• [Records to use]
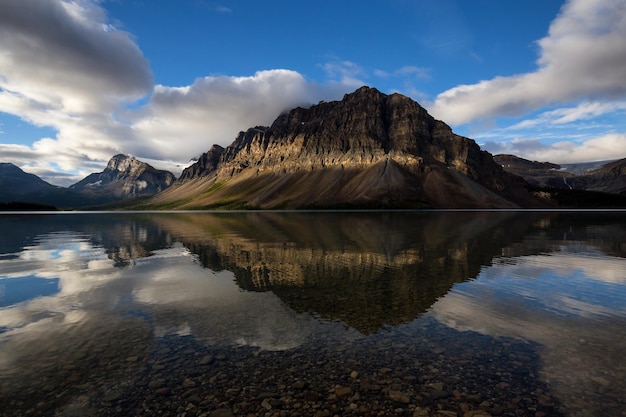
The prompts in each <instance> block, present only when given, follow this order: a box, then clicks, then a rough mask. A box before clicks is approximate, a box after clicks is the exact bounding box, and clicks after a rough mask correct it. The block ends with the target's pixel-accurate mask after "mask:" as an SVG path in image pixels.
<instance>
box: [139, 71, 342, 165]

---

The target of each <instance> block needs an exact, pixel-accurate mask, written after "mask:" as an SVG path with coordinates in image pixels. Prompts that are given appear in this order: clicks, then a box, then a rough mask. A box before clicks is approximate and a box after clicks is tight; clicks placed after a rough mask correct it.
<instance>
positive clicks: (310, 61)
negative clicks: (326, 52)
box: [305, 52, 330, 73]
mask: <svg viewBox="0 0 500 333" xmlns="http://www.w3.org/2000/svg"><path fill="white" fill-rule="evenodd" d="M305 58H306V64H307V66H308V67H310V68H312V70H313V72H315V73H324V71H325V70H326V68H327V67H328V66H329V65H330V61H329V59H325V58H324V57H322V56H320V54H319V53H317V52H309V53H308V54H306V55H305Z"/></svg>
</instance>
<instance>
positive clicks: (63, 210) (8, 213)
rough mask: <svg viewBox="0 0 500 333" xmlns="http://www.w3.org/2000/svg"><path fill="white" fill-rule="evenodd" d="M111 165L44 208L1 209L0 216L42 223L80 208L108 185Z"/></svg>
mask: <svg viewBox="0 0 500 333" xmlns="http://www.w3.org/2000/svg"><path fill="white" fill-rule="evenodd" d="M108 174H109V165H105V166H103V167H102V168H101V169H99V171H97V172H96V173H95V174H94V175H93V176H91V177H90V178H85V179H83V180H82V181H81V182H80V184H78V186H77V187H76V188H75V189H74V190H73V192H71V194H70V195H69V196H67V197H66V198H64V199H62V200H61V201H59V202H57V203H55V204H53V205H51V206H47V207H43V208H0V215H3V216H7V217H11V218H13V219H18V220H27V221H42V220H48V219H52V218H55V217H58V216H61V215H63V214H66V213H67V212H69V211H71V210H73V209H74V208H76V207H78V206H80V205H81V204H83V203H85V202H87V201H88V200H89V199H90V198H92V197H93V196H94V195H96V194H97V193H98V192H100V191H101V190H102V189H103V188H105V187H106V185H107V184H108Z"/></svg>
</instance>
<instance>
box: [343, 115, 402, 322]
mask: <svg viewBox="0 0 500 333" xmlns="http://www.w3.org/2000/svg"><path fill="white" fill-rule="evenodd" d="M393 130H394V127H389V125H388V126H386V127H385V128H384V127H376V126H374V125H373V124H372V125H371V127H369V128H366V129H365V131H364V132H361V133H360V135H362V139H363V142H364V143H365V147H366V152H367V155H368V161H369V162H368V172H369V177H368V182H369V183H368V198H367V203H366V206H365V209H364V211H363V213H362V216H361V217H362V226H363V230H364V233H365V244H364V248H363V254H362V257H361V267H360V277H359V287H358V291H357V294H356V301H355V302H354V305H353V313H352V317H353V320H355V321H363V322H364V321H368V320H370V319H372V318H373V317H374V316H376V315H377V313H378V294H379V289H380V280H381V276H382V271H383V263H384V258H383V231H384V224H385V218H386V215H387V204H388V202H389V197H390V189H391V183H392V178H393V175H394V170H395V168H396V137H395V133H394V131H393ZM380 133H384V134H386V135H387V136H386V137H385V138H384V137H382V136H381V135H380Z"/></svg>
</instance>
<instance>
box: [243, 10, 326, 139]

• [Work instructions] In the listing, find every line with the word "positive" and return it.

• [Solution for this exercise]
positive clicks: (310, 61)
positive clicks: (63, 210) (8, 213)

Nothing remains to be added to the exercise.